§ Zitierte Passage:
Project Description
Kerstin Held (46)
„Jedes Kind hat das Recht auf eine Familie“
Kinder mit schwerem Handicap brauchen kein Heim, sagt Kerstin Held – sondern eine Familie. Selbst hat sie schon 12 Mädchen und Jungen aufgenommen und kämpft dafür, dass alle betroffenen Kinder Liebe und Geborgenheit finden
Lustige Bilder von Mickey Mouse und Peter Pan an den Wänden, Trampolin und Nestschaukel im Garten: Wer Kerstin Held im niedersächsischen Ovelgönne besucht, erkennt sofort – hier sollen Kinder glücklich sein. Dass das nicht selbstverständlich ist, offenbart der zweite Blick in die Kinderzimmer. Kabel lugen aus den Betten, Überwachungsmonitore stehen daneben, teils auch Sauerstoff-Tanks. Einer sieht aus wie das Krümelmonster aus der „Sesamstraße“. Kerstin sagt: „Die Kinder sollen es schön haben, sich sicher fühlen.“
Dafür sorgt die 46-Jährige jeden Tag und jede Nacht. Zurzeit lebt sie mit vier Pflegekindern unter einem Dach. Erst 25 Jahre ist die gebürtige Dortmunderin, als sie ihren ersten Schützling aufnimmt – und schon pflegeerfahren. Ihre zwei Jahre jüngere Schwester Silke hatte Muskelschwund, saß im Rollstuhl. „Ich bin damit aufgewachsen, ständig alarmbereit zu sein, Verantwortung für das Leben eines Menschen zu tragen.“ Im Alter von 15 wird Kerstins Schwester von einem betrunkenen Autofahrer überfahren und stirbt.

§ Fragen zum Material:
[1] Wie alt war Kerstin Held laut dem Text über Kerstin Held, als sie ihren ersten Schützling aufnahm?
[2] Nimm den Text über Kerstin Held nach seinem letzten Satz wieder auf und schreibe ihn weiter.
Für die Aufgaben zum Text über Kerstin Held sind die Einträge ohne Bedeutung.

§ Auszüge aus einem Datensatz:
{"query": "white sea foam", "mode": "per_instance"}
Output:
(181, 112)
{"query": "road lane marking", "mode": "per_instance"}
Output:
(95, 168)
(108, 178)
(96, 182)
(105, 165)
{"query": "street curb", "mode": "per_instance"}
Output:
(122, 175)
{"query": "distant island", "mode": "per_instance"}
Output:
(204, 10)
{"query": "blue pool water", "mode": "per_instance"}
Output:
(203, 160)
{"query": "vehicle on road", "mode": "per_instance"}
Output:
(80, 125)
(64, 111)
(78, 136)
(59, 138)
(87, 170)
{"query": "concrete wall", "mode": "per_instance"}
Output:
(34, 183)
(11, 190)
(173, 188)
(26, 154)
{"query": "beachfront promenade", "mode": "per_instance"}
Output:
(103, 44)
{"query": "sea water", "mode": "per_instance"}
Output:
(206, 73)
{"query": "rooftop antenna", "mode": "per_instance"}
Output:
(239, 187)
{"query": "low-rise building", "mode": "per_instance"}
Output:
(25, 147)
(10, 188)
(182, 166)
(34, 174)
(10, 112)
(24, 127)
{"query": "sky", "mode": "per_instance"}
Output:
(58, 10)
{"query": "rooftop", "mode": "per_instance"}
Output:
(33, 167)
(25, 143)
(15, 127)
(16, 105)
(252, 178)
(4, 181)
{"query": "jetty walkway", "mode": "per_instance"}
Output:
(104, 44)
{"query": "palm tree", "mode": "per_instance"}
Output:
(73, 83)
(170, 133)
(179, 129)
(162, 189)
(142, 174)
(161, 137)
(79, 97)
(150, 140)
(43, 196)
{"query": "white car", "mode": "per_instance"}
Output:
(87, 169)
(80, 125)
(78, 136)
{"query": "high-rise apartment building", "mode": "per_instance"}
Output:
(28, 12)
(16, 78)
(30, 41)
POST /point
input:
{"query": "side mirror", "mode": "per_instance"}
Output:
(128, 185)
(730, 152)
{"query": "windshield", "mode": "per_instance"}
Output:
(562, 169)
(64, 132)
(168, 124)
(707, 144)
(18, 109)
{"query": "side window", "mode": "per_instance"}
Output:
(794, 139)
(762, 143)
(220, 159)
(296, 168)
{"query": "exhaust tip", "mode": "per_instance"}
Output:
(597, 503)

§ Antworten der Reihe nach:
[1] Sie war 25 Jahre alt.

[2]
Kerstin betreut mit der Zeit 12 Kinder. Ihre Familie führt sie wie ein kleines Unternehmen mit mehreren Pflegekräften an ihrer Seite – weil ihre Kinder 24-Stunden-Betreuung brauchen und auch Kerstin mal schlafen muss. Jonathan (4), Max (7), Richard (9) und Cora (17) gehören heute zu ihr. Die anderen sind inzwischen erwachsen, ausgezogen oder leben nicht mehr.
Bis auf Jonathan kamen alle Kinder mit Alkohol- oder Drogenschäden zur Welt. Richard in der Badewanne eines Bordells – er hatte 2,4 Promille im Blut. Wie viele Kinder mit dem Fetalen Alkoholsyndrom ist er kleinwüchsig, geistig behindert und dazu Autist. Er braucht eine Sauerstoffhilfe, trägt eine Magensonde. Traurig? Kerstin sieht lieber seine Fortschritte: „Menschen mit Autismus sollen wenig empathisch sein, aber Richard spürt, wenn ich keinen guten Moment habe. Dann nimmt er mich in den Arm. Nähe und Liebe versetzen Berge.“
Auch Jonathan sei so ein besonderes Kind. „Er hat seine Lebenserwartung längst übertroffen“, sagt Kerstin, den Blondschopf im Arm. Er war ein gesundes Baby, hatte dann einen Atemstillstand, als seine Mutter kurz duschen war. Ein Hirnschaden war die Folge, er kann nicht sprechen, wird über eine Sonde ernährt. Doch der tapfere kleine Kerl lächelt viel – besonders, wenn Kerstin bei ihm ist. Auch die leibliche Mutter besucht ihn. „Ich habe Verständnis für Mütter, die sagen, ich schaffe es nicht mit meinem Kind.“ Sie selbst schaffe es, weil es für sie alltäglich sei. „Und es müsste noch viel mehr Familien geben wie unsere“, fordert sie, „denn alle Kinder gehören in die Mitte unserer Gesellschaft.“
Dass behinderte Kinder das Recht auf eine Pflegefamilie bekommen, dafür kämpft Kerstin Held seit 12 Jahren im Vorstand des „Bundesverbandes behinderter Pflegekinder e.V.“, seit 2014 als Vorsitzende. Kerstin Held – eine, die ihren Nachnamen zu Recht trägt.